» **TASK DETAILS**
Go through the data and copy every line exactly, but not the images.

» **ROWS**
::::::::
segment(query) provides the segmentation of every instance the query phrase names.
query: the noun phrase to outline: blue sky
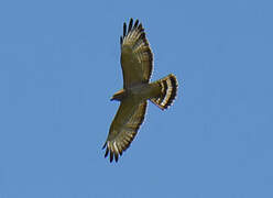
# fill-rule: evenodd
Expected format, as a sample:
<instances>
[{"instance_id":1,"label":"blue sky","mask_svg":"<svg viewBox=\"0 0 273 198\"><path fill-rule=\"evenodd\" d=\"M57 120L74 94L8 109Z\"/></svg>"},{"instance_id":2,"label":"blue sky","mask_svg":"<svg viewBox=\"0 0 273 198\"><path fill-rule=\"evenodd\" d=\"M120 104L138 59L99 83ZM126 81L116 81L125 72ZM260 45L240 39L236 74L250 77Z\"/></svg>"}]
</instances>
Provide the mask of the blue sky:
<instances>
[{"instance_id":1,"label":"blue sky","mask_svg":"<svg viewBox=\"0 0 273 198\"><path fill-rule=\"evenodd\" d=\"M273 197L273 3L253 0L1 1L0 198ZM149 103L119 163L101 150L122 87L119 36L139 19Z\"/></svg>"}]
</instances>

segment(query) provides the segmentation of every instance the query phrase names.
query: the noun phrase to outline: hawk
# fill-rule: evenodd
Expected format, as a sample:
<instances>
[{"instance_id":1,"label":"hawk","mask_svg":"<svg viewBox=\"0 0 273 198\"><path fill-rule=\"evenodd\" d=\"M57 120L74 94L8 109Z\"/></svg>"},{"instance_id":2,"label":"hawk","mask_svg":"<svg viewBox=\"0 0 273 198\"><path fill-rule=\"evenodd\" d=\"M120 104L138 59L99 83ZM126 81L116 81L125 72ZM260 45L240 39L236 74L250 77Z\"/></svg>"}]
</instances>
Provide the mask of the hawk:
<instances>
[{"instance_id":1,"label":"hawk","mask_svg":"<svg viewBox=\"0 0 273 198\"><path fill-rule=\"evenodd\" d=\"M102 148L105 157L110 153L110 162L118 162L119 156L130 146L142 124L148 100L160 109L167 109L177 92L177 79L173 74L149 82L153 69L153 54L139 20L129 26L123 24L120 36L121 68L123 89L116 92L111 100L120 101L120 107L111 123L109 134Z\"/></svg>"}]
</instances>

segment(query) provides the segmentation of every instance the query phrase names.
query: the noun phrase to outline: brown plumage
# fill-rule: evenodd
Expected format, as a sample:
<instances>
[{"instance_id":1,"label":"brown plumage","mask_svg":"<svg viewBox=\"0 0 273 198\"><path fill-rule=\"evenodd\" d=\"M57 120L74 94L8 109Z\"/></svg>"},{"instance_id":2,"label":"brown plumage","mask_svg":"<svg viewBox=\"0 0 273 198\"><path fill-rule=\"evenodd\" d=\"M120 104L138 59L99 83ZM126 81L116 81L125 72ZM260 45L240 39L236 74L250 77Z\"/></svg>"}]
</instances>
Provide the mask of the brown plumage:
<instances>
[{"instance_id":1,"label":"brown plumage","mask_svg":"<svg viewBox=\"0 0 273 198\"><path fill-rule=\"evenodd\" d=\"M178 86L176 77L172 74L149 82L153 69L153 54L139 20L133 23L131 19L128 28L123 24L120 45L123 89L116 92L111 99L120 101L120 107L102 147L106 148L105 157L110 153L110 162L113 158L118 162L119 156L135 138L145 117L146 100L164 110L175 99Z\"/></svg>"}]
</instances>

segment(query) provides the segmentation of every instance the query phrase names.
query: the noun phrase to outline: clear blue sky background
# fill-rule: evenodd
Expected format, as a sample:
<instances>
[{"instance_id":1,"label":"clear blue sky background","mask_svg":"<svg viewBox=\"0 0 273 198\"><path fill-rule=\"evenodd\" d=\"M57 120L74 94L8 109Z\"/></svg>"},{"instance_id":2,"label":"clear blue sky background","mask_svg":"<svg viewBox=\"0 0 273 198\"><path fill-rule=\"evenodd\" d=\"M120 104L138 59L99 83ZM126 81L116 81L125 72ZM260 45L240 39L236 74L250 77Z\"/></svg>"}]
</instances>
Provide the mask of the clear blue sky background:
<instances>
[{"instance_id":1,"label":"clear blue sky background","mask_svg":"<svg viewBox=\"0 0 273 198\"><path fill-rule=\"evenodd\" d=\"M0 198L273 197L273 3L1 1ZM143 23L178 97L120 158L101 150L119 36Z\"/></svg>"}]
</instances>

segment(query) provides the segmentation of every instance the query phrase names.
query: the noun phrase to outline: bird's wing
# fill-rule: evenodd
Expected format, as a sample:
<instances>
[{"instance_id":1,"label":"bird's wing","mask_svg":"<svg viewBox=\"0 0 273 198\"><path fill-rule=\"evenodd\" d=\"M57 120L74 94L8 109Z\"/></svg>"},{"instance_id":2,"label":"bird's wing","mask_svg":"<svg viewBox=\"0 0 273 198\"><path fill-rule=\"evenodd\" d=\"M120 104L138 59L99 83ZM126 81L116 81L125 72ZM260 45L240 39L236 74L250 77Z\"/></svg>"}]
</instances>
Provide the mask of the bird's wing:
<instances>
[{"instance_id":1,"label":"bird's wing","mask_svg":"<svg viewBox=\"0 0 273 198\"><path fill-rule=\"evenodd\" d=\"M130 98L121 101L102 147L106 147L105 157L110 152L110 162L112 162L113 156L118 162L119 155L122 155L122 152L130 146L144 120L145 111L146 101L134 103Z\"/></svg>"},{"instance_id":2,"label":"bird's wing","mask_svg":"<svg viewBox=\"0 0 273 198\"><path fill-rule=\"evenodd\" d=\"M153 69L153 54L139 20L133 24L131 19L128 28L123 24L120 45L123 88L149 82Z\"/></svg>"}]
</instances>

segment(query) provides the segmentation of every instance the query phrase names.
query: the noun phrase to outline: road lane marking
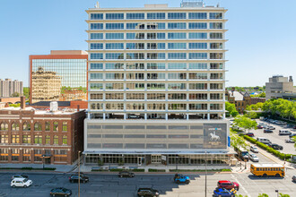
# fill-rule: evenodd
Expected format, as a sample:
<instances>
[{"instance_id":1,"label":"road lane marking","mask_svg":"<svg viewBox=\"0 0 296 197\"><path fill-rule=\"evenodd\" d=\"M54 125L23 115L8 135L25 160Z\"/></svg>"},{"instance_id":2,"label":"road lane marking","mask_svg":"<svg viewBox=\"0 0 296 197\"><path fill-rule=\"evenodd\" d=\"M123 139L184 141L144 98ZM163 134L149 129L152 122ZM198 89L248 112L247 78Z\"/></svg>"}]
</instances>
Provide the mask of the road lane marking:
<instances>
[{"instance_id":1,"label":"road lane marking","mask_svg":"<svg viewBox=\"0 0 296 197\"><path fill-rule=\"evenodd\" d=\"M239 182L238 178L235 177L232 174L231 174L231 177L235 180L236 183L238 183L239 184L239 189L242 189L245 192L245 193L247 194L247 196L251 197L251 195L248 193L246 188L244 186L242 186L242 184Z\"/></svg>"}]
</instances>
::::::::
» **COMPLETE OUTPUT**
segment(query) provides the segmentation of every instance the query phrase names.
query: the noun phrase to outline: blue sky
# fill-rule: evenodd
Expected format, as a sample:
<instances>
[{"instance_id":1,"label":"blue sky","mask_svg":"<svg viewBox=\"0 0 273 198\"><path fill-rule=\"evenodd\" d=\"M57 120L74 94L8 109Z\"/></svg>"},{"instance_id":2,"label":"blue sky","mask_svg":"<svg viewBox=\"0 0 273 198\"><path fill-rule=\"evenodd\" d=\"M120 104L138 59L99 83ZM126 81L116 81L125 72ZM260 45L240 39L236 74L250 77Z\"/></svg>"}]
</instances>
Provide the mask of the blue sky:
<instances>
[{"instance_id":1,"label":"blue sky","mask_svg":"<svg viewBox=\"0 0 273 198\"><path fill-rule=\"evenodd\" d=\"M273 197L273 3L253 0L1 1L0 198ZM149 103L119 163L101 150L122 87L119 36L139 19Z\"/></svg>"}]
</instances>

segment(query) provides the segmentation of every instance the query phrase names.
query: the noun phrase to outline: hawk
# fill-rule: evenodd
Expected format, as a sample:
<instances>
[{"instance_id":1,"label":"hawk","mask_svg":"<svg viewBox=\"0 0 273 198\"><path fill-rule=\"evenodd\" d=\"M57 120L74 94L8 109Z\"/></svg>"},{"instance_id":2,"label":"hawk","mask_svg":"<svg viewBox=\"0 0 273 198\"><path fill-rule=\"evenodd\" d=\"M120 104L138 59L99 83ZM126 81L116 81L125 72ZM260 45L240 39L236 74L250 77Z\"/></svg>"}]
</instances>
Provide the mask of the hawk:
<instances>
[{"instance_id":1,"label":"hawk","mask_svg":"<svg viewBox=\"0 0 273 198\"><path fill-rule=\"evenodd\" d=\"M102 148L105 157L110 153L110 162L118 162L119 156L130 146L142 124L148 100L160 109L167 109L177 92L177 79L173 74L149 82L153 69L153 54L139 20L129 26L123 24L120 36L121 68L123 89L116 92L111 100L120 101L120 107L111 123L109 134Z\"/></svg>"}]
</instances>

segment(query) provides the segmentation of every instance the query phrase names.
query: the noun phrase to outline: brown plumage
# fill-rule: evenodd
Expected format, as a sample:
<instances>
[{"instance_id":1,"label":"brown plumage","mask_svg":"<svg viewBox=\"0 0 273 198\"><path fill-rule=\"evenodd\" d=\"M57 120L74 94L8 109Z\"/></svg>"},{"instance_id":2,"label":"brown plumage","mask_svg":"<svg viewBox=\"0 0 273 198\"><path fill-rule=\"evenodd\" d=\"M120 104L138 59L99 83ZM126 81L116 81L125 72ZM260 45L240 39L236 74L250 77Z\"/></svg>"}]
</instances>
Provide the mask of the brown plumage:
<instances>
[{"instance_id":1,"label":"brown plumage","mask_svg":"<svg viewBox=\"0 0 273 198\"><path fill-rule=\"evenodd\" d=\"M178 86L176 77L172 74L149 82L153 69L153 54L139 20L133 23L131 19L128 28L123 24L120 45L123 89L116 92L111 99L120 101L120 107L102 147L106 148L105 157L110 153L110 162L113 158L118 162L119 156L135 138L145 117L146 100L164 110L175 99Z\"/></svg>"}]
</instances>

segment(query) provides the segmentation of every instance the query phrase names.
query: the noun phrase to outline: clear blue sky background
# fill-rule: evenodd
Expected format, as a sample:
<instances>
[{"instance_id":1,"label":"clear blue sky background","mask_svg":"<svg viewBox=\"0 0 273 198\"><path fill-rule=\"evenodd\" d=\"M57 120L74 94L8 109Z\"/></svg>"},{"instance_id":2,"label":"clear blue sky background","mask_svg":"<svg viewBox=\"0 0 273 198\"><path fill-rule=\"evenodd\" d=\"M120 104L138 59L99 83ZM126 81L116 81L125 72ZM260 45L240 39L236 74L250 77Z\"/></svg>"}]
</instances>
Provide the mask of the clear blue sky background:
<instances>
[{"instance_id":1,"label":"clear blue sky background","mask_svg":"<svg viewBox=\"0 0 273 198\"><path fill-rule=\"evenodd\" d=\"M0 198L273 197L273 3L1 1ZM143 23L178 97L120 158L101 150L119 36Z\"/></svg>"}]
</instances>

segment(query) provides the segmentation of every instance the query phrase names.
query: the noun phrase to outline: bird's wing
# fill-rule: evenodd
Expected format, as a sample:
<instances>
[{"instance_id":1,"label":"bird's wing","mask_svg":"<svg viewBox=\"0 0 273 198\"><path fill-rule=\"evenodd\" d=\"M57 120L74 94L8 109Z\"/></svg>"},{"instance_id":2,"label":"bird's wing","mask_svg":"<svg viewBox=\"0 0 273 198\"><path fill-rule=\"evenodd\" d=\"M120 104L138 59L99 83ZM126 81L116 81L125 72ZM260 45L240 39L236 74L250 77Z\"/></svg>"}]
</instances>
Provide the mask of the bird's wing:
<instances>
[{"instance_id":1,"label":"bird's wing","mask_svg":"<svg viewBox=\"0 0 273 198\"><path fill-rule=\"evenodd\" d=\"M130 98L121 101L102 147L106 147L105 157L110 152L110 162L112 162L113 156L118 162L119 155L122 155L122 152L130 146L144 120L145 111L146 101L134 103Z\"/></svg>"},{"instance_id":2,"label":"bird's wing","mask_svg":"<svg viewBox=\"0 0 273 198\"><path fill-rule=\"evenodd\" d=\"M153 69L153 54L139 20L133 24L131 19L128 28L123 24L120 45L123 88L149 82Z\"/></svg>"}]
</instances>

segment(query) provides the segmentation of every instance the query phrase names.
query: the noun phrase to outline: road lane marking
# fill-rule: evenodd
Expected format, as a sample:
<instances>
[{"instance_id":1,"label":"road lane marking","mask_svg":"<svg viewBox=\"0 0 296 197\"><path fill-rule=\"evenodd\" d=\"M54 125L23 115L8 135L25 160Z\"/></svg>"},{"instance_id":2,"label":"road lane marking","mask_svg":"<svg viewBox=\"0 0 296 197\"><path fill-rule=\"evenodd\" d=\"M123 139L184 141L144 98ZM163 134L149 129L152 122ZM198 89L248 112L247 78Z\"/></svg>"}]
</instances>
Provide the mask of the road lane marking:
<instances>
[{"instance_id":1,"label":"road lane marking","mask_svg":"<svg viewBox=\"0 0 296 197\"><path fill-rule=\"evenodd\" d=\"M239 182L238 178L235 177L232 174L231 174L231 177L235 180L236 183L238 183L239 184L239 189L242 189L245 192L245 193L247 194L247 196L251 197L251 195L248 193L246 188L244 186L242 186L242 184Z\"/></svg>"}]
</instances>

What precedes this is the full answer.